▶ _Fonte_
────────────────

20/12/2012 - 11:29
O sonho dos brasileiros é ver o Brasil vencer a Copa do Mundo de 2014, em casa. O título será batalhado nos estádios das 12 cidades-sede onde as partidas serão disputadas. Mas o país também pretende sair do torneio com uma boa reputação em sustentabilidade. Os organizadores da Copa do Mundo de 2014, a Fédération Internationale de Football Association (Fifa) e o Comitê Organizador Local (COL), querem que o megaevento cause o menor impacto possível no ambiente e sirva de exemplo para as copas do mundo de 2018 e 2022, na Rússia e no Catar.
O Brasil decidiu exigir certificação ambiental como condição de financiamento das obras de estádios pelo Banco Nacional de Desenvolvimento Econômico e Social (BNDES). A decisão ajudou a Fifa a traçar parâmetros para as futuras Copas: os compromissos sociais e ambientais já se tornaram compulsórios no processo de candidatura dos próximos torneios e a certificação ambiental será obrigatória na construção de arenas da Copa do Mundo.
O evento é uma das maiores competições esportivas do planeta e o seu impacto na sociedade e no ambiente é indiscutível. Durante a Conferência das Nações Unidas sobre Desenvolvimento Sustentável, a Rio+20, no ano passado, a Fifa e o COL apresentaram uma estratégia para a Copa brasileira, visando a reduzir seus impactos negativos e maximizar os positivos. Entre as ações destacamse: construção e transformação de estádios esportivos verdes, manejo de resíduos, projetos de apoio às comunidades, redução e compensação das emissões de carbono e incentivo às fontes de energia renováveis.
Desde 2005 a federação internacional vem implantando programas socioambientais em torneios, adotando diretrizes como o certificado ISSO 26000. A Copa do Brasil, porém, será a primeira a contar com uma estratégia ampla de sustentabilidade. Despoluição de lagoas, arborização de ruas, manejo de resíduos sólidos e inventários e compensações para a pegada de carbono serão promovidas nas 12 cidades-sede. Há cinco programas específicos de sustentabilidade: certificação e gestão sustentável de arenas polivalentes; copa orgânica e sustentável (fortalecimento de cadeias de alimentos orgânicos para abastecimento de cidades-sede); parques da copa (áreas de incentivo ao ecoturismo); tratamento de resíduose reciclagem (reaproveitamento de demolições para a construção de habitações populares); e mudanças climáticas (iniciativas de mitigação e compensação das emissões de CO2).
Os números impressionam. Até 2014 deverão ser investidos R$ 24 bilhões em projetos ambientais envolvendo estádios e a infraestrutura para a mobilidade urbana, aeroportos e portos das cidades-sede. Estima-se que três milhões de pessoas (600 mil do exterior) se movimentarão pelo país para assistir aos jogos. É preciso garantir condições para alimentação, locomoção e hospedagem. Na Copa de 2010, a África do Sul conseguiu uma economia de 15% no uso de eletricidade, com sistemas de iluminação mais eficientes; 27% de redução do desperdício de água, com alternativas de reúso e reciclagem de 58% no volume de lixo proveniente dos jogos. Mais de 50% dos torcedores sul-africanos utilizaram transporte público e meios não motorizados, como bicicletas.

────────────────

▶ _Dados do conjunto_
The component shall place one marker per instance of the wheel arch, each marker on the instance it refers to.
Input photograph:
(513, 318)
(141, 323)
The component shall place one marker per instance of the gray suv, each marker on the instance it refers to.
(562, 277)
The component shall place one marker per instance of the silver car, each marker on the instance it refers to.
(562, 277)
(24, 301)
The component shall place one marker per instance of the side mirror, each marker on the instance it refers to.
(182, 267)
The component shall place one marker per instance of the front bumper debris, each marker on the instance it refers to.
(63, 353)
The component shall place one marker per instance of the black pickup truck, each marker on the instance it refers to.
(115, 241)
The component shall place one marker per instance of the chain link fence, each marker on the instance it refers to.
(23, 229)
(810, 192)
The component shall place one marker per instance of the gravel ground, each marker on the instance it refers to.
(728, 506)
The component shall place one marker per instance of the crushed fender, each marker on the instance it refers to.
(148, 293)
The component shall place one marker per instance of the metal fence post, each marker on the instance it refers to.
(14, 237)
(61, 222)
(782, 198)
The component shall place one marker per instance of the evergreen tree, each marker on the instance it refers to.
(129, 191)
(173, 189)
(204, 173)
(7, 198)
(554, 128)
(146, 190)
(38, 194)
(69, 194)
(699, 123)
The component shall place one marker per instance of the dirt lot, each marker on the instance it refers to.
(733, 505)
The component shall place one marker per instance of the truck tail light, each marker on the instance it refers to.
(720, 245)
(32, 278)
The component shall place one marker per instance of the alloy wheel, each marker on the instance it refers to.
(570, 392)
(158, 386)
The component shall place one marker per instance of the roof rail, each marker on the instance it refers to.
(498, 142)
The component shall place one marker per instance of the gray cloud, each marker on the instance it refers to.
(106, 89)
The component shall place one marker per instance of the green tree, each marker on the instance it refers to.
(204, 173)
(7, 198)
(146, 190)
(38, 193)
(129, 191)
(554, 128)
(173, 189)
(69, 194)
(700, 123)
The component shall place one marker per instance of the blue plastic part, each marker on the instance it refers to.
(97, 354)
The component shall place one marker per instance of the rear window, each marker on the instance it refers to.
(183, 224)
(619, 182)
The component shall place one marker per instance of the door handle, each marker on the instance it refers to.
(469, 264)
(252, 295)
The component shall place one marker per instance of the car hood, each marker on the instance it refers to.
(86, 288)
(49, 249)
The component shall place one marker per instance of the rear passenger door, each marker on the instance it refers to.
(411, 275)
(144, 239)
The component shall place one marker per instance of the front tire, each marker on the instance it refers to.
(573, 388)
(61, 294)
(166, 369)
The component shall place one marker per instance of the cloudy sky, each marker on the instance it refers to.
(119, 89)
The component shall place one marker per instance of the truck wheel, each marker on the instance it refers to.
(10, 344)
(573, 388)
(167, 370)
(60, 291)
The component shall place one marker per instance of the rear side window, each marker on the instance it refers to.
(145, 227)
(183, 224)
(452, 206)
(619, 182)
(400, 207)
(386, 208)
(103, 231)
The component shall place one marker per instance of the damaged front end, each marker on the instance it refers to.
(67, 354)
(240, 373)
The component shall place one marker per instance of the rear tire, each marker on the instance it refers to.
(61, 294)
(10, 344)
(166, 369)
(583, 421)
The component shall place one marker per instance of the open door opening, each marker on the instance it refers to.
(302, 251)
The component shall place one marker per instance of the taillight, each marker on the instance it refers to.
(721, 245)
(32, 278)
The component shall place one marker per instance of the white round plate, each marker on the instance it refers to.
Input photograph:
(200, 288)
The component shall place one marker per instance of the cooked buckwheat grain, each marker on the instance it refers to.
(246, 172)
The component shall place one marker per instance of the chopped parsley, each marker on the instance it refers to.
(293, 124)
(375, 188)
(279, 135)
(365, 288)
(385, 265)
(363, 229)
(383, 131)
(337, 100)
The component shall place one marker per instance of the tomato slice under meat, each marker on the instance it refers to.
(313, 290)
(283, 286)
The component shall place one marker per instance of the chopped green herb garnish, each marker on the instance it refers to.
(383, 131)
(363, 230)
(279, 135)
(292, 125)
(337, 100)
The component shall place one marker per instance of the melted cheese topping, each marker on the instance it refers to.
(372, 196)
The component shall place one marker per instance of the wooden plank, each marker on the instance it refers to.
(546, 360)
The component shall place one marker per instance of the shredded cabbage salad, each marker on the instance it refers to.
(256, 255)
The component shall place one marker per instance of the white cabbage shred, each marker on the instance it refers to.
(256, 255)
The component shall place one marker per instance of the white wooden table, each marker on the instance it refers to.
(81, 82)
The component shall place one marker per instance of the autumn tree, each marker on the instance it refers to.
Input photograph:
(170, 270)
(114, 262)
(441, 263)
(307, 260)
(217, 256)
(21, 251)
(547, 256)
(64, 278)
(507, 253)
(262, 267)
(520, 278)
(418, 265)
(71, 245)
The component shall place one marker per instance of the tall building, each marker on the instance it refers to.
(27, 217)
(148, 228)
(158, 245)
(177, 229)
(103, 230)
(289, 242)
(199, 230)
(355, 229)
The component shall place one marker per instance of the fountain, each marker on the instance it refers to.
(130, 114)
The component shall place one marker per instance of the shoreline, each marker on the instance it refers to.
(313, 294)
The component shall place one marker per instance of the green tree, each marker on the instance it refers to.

────────────────

▶ _Sobre a tarefa_
Responda com base na fonte sobre a Copa de 2014:
(a) Que banco passou a exigir certificação ambiental para financiar as obras de estádios?
(b) Quanto deverá ser investido até 2014 em projetos ambientais?
(c) Qual economia no uso de eletricidade a África do Sul obteve na Copa de 2010?
As entradas formam um material à parte, independente da fonte.

▶ _Resposta_
(a) O Banco Nacional de Desenvolvimento Econômico e Social (BNDES).
(b) R$ 24 bilhões.
(c) 15%.